[Point localization data]
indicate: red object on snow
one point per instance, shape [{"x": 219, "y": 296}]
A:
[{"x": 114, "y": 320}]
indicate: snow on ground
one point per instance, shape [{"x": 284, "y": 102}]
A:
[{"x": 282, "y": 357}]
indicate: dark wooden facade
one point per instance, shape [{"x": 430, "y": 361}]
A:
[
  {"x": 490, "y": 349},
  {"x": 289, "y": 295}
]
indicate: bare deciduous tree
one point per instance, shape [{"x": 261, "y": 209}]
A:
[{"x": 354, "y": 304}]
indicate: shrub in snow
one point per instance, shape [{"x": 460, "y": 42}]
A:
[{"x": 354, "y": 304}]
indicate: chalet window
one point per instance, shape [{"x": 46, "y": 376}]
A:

• [ASSIGNMENT]: Only certain lines are wanted. Please return exactly those from the top of the data through the line with "indicate: dark wooden facade".

• [OUTPUT BELOW]:
indicate: red object on snow
one point per instance, shape [{"x": 219, "y": 296}]
A:
[{"x": 114, "y": 320}]
indicate: snow on ground
one point per instance, shape [{"x": 284, "y": 102}]
A:
[{"x": 282, "y": 357}]
indicate: dark wooden facade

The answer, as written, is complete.